• Page

********

18.80. DD 80: Short wire transfer subjects#
18.80.1. Summary#
Some mediums and clients do not support subjects big enough to fit an entire reserve public key. We need to add an endpoint to link a reserve public key to shorter sequences than can fit.
18.80.2. Problem#
Swiss users are used to QR-code based payments with a numeric payment identifier for invoices. Some Swiss banking apps do not support the (long-ish) public key wire transfer subject we use today. Furthermore, banks in NZ use an even shorter encoding with 3 very short fields to encode the reasons for a wire transfer. Other countries may also have restrictions that are, well, unfortunate. Finally, for Depolymerization we used a hack to encode the reserve public key, but also could be more efficient if we could use less entropy.
18.80.2.1. Handling small encoding space#
Using a very restricive alphabet like numeric and a very short wire subject length can leed us to quickly exaust most of the encoding space. We thus need a way to recycle old short subjects.
18.80.2.2. Parsing unstructured subjects#
We currently support two kinds of keys: reserve keys and KYC keys. We expect to need more key kind in the future, and using new crypto will make the encoded keys bigger.
We quickly found that users inputing those keys had a tendency to add undesirable separators and worst, some client even add them automatically. Those users where than very frustrated by the experience and somtimes where completly prevented from using Taler.
We also currently try to identify wire transfer subjects that are not well-formed and automatically bounce such wire transfers immediately. It would be great if we could make sure this happens more consistently (as right now small typos MAY still decode to a proper public key).
18.80.2.3. Repeated wire transfers#
Users may want to setup a periodic wire transfer into their wallet, which automatically tops-up their balance once a week or once a month. Here, we need to allow them to re-use the same wire transfer subject for a long time. However, the exchange logic requires a fresh reserve public key to be used each time.
18.80.3. Proposed Solution#
18.80.3.1. Wire transfer subject generation#
We need a new public endpoint where wallets can request a fresh wire transfer subject to be generated for them. The result MUST be some JSON as the different wire methods will require one or more fields with different constraints (see NZ vs. CH). Some may be numbers, others may be strings, there may be checksum-constraints (or not), we simply cannot enumerate all possibilities. So the new public API of the wire gateway (discoverable via the exchange) must have a plugin architecture and depending on the wire method generate a JSON object with fields specific to the wire method. If the underlying wire transfer subject format has no checksums, our wire transfer subject generator should add some (unless the entropy space is so tiny that even a small checksum is impractical).
We also need to associate a fresh wire transfer subject with a public key at that point, so the client should POST its registration public key to the backend.

********

• Work instructions
(1) In the short wire transfer subjects design document, why must the new subject-generation endpoint return JSON? Answer in one to three sentences.
(2) Pick up the short wire transfer subjects design document after its final sentence and write the next part.

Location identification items
********

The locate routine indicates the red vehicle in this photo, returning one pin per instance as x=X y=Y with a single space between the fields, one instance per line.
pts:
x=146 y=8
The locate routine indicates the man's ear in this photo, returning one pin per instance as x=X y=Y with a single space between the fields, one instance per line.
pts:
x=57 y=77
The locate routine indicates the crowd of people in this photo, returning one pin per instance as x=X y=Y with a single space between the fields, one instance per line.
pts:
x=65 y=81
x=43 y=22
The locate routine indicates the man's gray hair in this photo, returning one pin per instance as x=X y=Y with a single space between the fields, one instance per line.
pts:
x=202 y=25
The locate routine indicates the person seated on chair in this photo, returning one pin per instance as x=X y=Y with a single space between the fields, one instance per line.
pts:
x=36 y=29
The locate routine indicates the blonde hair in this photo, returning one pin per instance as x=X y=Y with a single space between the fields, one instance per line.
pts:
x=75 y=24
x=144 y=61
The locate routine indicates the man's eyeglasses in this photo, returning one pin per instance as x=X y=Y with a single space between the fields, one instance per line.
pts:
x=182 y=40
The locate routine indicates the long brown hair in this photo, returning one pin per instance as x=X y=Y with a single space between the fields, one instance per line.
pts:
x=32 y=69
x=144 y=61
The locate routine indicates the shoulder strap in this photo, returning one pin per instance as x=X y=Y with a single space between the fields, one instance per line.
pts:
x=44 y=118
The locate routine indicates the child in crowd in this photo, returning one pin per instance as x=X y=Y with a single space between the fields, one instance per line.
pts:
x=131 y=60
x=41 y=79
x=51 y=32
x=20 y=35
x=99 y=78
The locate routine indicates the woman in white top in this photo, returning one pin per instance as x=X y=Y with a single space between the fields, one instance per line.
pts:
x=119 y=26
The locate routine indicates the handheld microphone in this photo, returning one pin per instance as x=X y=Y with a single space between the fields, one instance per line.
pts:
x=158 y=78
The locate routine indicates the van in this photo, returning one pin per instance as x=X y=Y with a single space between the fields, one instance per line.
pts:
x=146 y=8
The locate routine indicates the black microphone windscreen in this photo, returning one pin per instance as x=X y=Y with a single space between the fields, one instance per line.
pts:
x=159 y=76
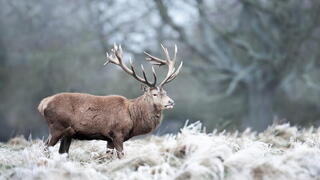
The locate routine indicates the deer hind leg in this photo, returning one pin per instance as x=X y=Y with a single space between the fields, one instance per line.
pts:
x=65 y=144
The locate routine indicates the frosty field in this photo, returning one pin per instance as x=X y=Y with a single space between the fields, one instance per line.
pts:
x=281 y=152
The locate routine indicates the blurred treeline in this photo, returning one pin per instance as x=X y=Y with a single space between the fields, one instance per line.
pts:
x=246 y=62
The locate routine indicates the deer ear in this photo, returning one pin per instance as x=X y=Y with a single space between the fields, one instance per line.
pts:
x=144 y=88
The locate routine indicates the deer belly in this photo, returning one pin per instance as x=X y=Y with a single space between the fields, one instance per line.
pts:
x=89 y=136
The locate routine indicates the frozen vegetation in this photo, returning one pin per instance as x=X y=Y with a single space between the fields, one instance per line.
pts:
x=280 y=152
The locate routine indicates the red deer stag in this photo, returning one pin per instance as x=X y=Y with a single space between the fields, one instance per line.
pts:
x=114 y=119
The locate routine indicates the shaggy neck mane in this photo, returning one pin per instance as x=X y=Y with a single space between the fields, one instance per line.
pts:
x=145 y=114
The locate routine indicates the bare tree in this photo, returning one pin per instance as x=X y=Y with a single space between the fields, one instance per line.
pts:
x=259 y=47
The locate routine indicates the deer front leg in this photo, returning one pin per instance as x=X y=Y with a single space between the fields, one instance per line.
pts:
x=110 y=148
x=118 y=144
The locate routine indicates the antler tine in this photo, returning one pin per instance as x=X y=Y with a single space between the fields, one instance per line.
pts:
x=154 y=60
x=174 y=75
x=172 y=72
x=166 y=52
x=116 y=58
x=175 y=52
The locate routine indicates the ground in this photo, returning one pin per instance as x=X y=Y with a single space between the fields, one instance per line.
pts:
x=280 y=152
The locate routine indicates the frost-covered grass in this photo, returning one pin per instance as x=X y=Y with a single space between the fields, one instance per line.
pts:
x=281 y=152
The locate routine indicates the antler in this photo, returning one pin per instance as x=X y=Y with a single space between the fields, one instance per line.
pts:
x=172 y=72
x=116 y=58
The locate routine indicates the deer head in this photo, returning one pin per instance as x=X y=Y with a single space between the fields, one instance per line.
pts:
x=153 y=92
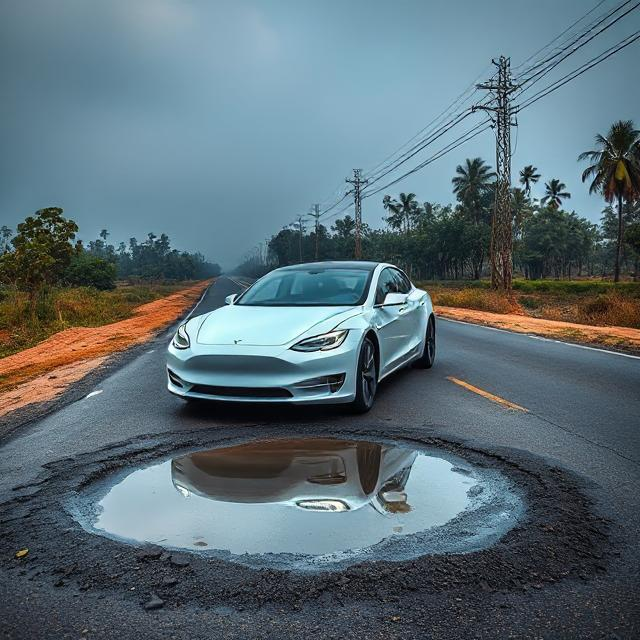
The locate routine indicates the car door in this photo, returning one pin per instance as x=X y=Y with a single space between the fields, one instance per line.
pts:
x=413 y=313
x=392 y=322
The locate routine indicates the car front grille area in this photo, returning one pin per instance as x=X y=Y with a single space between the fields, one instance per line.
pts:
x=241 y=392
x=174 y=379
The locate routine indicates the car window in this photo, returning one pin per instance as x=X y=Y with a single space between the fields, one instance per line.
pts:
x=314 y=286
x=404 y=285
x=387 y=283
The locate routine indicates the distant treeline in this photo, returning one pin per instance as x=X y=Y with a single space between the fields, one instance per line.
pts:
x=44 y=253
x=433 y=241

********

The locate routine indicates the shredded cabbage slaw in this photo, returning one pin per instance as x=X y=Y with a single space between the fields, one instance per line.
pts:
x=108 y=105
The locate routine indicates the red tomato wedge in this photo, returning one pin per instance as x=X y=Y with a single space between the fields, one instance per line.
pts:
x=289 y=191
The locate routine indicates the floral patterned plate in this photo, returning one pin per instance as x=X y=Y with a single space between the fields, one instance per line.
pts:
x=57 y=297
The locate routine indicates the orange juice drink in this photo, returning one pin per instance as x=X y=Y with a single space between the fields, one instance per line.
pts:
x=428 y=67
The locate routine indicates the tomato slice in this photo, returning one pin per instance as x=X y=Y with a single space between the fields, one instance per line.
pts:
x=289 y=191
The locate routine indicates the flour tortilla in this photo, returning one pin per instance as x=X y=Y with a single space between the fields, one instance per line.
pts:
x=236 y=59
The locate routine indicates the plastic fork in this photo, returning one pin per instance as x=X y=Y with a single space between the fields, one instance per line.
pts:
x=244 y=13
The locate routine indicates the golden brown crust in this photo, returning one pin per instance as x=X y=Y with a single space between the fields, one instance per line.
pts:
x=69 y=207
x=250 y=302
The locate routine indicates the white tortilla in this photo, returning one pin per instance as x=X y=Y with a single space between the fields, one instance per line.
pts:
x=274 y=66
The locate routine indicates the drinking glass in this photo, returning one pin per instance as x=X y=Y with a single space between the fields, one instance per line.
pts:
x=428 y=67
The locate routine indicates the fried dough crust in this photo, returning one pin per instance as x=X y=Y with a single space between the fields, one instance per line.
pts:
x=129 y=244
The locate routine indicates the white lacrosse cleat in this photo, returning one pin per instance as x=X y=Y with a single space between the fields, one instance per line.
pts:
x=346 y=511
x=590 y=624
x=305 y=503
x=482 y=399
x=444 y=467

********

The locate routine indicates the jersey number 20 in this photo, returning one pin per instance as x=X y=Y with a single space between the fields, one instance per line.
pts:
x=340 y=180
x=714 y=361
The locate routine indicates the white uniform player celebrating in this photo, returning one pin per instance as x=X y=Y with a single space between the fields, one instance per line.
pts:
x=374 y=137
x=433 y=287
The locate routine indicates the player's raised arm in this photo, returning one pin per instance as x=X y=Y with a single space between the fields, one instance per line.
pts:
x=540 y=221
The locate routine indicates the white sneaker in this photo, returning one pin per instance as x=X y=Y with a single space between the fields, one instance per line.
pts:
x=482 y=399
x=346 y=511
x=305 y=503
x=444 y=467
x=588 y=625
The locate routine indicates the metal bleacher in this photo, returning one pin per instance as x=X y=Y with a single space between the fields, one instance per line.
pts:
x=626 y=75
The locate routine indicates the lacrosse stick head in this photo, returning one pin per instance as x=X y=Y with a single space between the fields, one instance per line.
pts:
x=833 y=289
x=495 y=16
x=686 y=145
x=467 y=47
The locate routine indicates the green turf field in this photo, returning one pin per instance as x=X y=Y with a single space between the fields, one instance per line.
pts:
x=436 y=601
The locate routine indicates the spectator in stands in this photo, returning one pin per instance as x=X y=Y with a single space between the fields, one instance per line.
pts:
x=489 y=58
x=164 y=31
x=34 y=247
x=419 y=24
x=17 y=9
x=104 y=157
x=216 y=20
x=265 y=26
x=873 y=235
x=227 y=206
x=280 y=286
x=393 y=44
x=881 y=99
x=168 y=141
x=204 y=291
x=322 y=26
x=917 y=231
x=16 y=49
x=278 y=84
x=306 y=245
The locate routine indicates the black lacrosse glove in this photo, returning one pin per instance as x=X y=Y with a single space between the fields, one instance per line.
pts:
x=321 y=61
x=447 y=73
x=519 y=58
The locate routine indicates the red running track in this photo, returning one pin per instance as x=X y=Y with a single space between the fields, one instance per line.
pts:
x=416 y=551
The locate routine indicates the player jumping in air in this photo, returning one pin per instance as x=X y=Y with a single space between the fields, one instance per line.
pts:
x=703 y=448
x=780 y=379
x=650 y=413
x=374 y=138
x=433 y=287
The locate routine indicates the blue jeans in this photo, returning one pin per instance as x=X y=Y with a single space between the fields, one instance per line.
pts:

********

• Responses per task
(1) Different wire methods require one or more fields with different constraints, as the NZ and CH cases show: some fields may be numbers, others strings, and some may carry checksum constraints while others do not. Because these possibilities cannot all be enumerated, the result has to be a JSON object whose fields are specific to each wire method.

(2)
The registration must have an expiration. How long can be configurable, the default should probably be at least a quarter. Usage of the registered wire transfer subject (by making such a wire transfer) should extend the expiration deadline. The current expiration should be returned by the service. Wallets must communicate the expiration in the user interface, making it clear that the registration will lapse (unless used) and then funds may end up with a different user.
The wire subject generation logic should avoid re-using wire transfer subjects, for example by (1) linearly going over the entropy space (modulo checksums and other constraints of the format), and (2) after cycling through it, skipping not only registered entries but also “recently expired” registrations (basically, keeping registrations around as blockers for a few days/weeks/months instead of immediately freeing the number).
Finally, we protect the service against exhaustion attacks where an attacker
drains our entropy space by sending too many registration requests. Here, an
adaptive proof-of-work is the only reasonable solution. Basically, as our
available entropy space goes down, we exponentially increase the
difficulty. The current difficulty could be exposed via /config. The
proof-of-work would be specific to the client’s public key being
registered. Unless the difficulty increased, the client is allowed to re-use
the proof-of-work in subsequent registration requests (if the original once
expired). If a client’s public key is already registered, we simply return
the same wire transfer subject again (idempotency!). However, once the
registration expired, the client is likely to get a different wire transfer
subject.
For wire transfer methods without actual restrictions on the wire transfer subject, we could simply return the registration public key in a suitable field of the response, in extreme cases skip storing data in our database, and might even accept a zero-cost proof-of-work.
18.80.3.2. Mapping to reserves#
Another endpoint allows wallets to map a registration public key to a unique reserve public key and a transaction type (like regular withdraw, KYC-auth, WAD, etc.). For this endpoint, the wallet would have to sign using the registration key. Each mapping is used at most once. If a client sends a new mapping before the old mapping has been used, the old mapping is simply discarded. Unused mappings expire when the registration expires.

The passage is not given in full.